Brief 1: Rewrite the authenticity essay between "They have their" and "ultimate of results.", inclusive, changing "sobriety" to "recovery".
Brief 2: Extend the authenticity essay past its final sentence.

::: Source passage

…That I am working on authenticity?

All the world’s a stage and all the men and women merely players.

They have their exits and their entrances, and one man in his time plays many parts….

Although I strive throughout the years of awareness (this is what I call my sobriety, considering I was painfully unaware of so many things prior to that…) to be the best I can be, learn and grow in order to progress and find happiness… I am not, I fear, always as authentic as would provide the ultimate of results.

Truth be told authenticity is not as easy as it may sound… or feel.  It is not as cut and dry and to say that one is being “honest” and the avoidance of telling a lie is not necessarily something that will be done with authenticity.  The biggest problem with human’s being authentic… is in not knowing who we really are or what IS authentic within us.  So many parts and pieces around have fed us information over the years, chief amongst them our own consciousness…. that we become filled with inauthentic personality traits without even knowing we are displaying anything less than what we would believe to be the “truth”.

I imagine that for many parts of my life I have been false, whether it is on purpose or something I believed to be real.  It is entirely possible that I have put forth imitations of people or energy that I wished to emulate only because it is part of my own personal growth process.  The intent is important… if it is coming from an honest place, at least that is authentic even if the final result isn’t quite there.

For much of my life I believe I have stepped up in areas that I could excel in merely to cover up for my own assumed inefficiencies.  Lack of esteem can be a killer… even if one does not honestly know that they are being plagued with its potentially negative effects.  Childhood into adult surroundings and influences create persona’s  in our minds that we can believe are true, but they don’t necessarily reflect the real human we are… and can be authentically.  For many (and here I include myself) there are shame cycles that will not be dealt with outwardly because for years it became easier to deny, avoid and pretend they don’t exist simply by over-compensation in other areas of my life.  And although the final result of the successes I have achieved are authentic, the personality behind them has not always been.

In this over-compensation I have created a strong personality… and a winning, successful formula for several important aspects of my life.  Growth has never been a problem because I have worked tirelessly to be “better” in order to psychologically make up for the shame I feel underneath.

::::::
::: Provided material

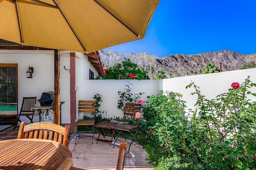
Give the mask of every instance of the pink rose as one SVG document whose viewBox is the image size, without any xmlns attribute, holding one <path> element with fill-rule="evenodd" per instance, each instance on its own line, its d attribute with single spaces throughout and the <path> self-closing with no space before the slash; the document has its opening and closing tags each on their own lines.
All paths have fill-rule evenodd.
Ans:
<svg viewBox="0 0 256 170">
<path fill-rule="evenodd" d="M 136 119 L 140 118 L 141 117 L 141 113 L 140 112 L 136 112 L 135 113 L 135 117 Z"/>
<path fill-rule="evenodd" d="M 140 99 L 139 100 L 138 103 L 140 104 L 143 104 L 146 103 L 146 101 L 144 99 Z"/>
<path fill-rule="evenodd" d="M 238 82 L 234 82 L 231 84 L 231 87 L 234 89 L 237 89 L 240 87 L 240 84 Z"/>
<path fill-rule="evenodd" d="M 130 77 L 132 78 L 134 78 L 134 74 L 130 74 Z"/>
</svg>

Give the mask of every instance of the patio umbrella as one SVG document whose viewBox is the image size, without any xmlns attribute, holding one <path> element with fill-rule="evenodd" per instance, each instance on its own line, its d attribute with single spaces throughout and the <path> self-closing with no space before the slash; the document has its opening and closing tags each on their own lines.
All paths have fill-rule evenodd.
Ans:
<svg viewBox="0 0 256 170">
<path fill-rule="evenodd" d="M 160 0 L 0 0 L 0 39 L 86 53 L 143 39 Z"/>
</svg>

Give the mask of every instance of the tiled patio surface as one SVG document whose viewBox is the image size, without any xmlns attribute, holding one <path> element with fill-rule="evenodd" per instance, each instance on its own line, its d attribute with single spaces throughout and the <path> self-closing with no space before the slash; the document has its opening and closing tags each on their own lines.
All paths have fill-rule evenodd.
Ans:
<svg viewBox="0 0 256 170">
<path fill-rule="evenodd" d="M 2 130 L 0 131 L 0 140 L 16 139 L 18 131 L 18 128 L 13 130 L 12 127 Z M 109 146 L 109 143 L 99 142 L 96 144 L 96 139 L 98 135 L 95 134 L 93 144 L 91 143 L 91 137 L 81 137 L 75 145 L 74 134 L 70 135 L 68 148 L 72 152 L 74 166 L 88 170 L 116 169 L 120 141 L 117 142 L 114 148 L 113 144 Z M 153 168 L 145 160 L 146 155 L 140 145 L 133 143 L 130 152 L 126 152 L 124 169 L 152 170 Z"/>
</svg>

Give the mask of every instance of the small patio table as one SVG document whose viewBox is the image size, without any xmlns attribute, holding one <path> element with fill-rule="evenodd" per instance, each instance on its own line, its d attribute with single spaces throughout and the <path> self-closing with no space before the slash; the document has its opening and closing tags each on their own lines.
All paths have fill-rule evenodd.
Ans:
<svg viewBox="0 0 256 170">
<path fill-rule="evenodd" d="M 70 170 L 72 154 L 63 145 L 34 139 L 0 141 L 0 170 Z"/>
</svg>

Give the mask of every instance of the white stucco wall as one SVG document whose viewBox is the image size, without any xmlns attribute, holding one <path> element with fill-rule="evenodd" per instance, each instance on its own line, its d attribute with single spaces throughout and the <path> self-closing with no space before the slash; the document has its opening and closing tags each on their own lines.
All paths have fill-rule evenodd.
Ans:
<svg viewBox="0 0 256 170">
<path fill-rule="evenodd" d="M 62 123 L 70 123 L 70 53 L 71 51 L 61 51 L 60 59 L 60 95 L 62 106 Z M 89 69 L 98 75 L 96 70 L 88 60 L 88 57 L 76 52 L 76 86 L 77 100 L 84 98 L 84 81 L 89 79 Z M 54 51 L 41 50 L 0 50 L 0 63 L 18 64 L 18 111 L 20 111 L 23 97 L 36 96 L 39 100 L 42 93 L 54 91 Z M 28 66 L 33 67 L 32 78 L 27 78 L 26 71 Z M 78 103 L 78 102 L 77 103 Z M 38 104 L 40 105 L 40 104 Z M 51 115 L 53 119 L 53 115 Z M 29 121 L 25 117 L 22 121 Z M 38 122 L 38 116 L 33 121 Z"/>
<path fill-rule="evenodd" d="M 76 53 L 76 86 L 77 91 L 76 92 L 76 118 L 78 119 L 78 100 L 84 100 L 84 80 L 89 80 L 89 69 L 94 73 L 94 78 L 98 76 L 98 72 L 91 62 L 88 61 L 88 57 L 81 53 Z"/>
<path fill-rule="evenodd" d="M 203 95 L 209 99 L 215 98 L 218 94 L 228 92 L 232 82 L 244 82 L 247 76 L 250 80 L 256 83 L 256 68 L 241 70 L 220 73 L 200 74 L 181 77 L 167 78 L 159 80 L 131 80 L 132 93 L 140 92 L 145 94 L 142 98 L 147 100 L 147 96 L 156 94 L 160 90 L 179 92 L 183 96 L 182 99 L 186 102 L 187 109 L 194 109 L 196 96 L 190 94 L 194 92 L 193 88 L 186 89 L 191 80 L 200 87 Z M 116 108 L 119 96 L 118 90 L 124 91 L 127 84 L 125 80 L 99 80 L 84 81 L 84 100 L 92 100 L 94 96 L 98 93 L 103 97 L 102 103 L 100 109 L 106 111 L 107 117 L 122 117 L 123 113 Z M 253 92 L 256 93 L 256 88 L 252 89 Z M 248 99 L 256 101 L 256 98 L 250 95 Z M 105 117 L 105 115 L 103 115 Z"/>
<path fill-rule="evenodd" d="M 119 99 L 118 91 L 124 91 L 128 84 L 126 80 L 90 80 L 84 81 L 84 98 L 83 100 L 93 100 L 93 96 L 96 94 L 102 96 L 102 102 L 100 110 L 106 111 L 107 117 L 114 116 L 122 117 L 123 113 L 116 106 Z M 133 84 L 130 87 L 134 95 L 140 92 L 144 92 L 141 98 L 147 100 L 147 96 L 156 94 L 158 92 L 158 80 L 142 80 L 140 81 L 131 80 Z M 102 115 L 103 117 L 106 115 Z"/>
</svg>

::::::

Exercise answer 1:
They have their exits and their entrances, and one man in his time plays many parts….

Although I strive throughout the years of awareness (this is what I call my recovery, considering I was painfully unaware of so many things prior to that…) to be the best I can be, learn and grow in order to progress and find happiness… I am not, I fear, always as authentic as would provide the ultimate of results.

Exercise answer 2:
No matter how much success a person experiences it is not fully realized unless it is authentic.

Although personally I am not one to believe in New Year’s resolutions (when, in fact, the strive for improvement should be happening all year around) I do believe there is no opportunity like the present… a year I intuitively feel will offer me magnificent changes and personal growth, to fully understand my own authenticity.  With the recognition of the parts of me that may be in any way false or insincere as a representation to the outer world I will be able to push myself honestly and recognize my greatest successes yet.  Real success. Perhaps successes that will aid others in realizing their authenticity as well.

What does that look like?  Perhaps I will examine the ideas and theories that revolve around success (obviously a subjective term) in future entries.  Today it only need be recognized as an equal to happiness.  Not the sort of happiness that is necessarily discovered with the comforts of money and / or fame (ask some and they will tell you that can be vapid and empty)… but the type that provides a true spiritual and AUTHENTIC sense of having arrived on a proper and well-lit “path”.

With authenticity the shames of the past are no longer the ruling force of the being.  I have been working towards this for many years and one of the primary stumbling blocks to its delivery would simply be the absence of my own power to recognize that I can work through and make it to the other side of what was being stuffed subconsciously … and covered with over-compensation.

That power is authentic.  Authenticity is power.

This is a breakthrough and in 2010 I fully expect and await many more.

Be Happy.  Be Well.  Be.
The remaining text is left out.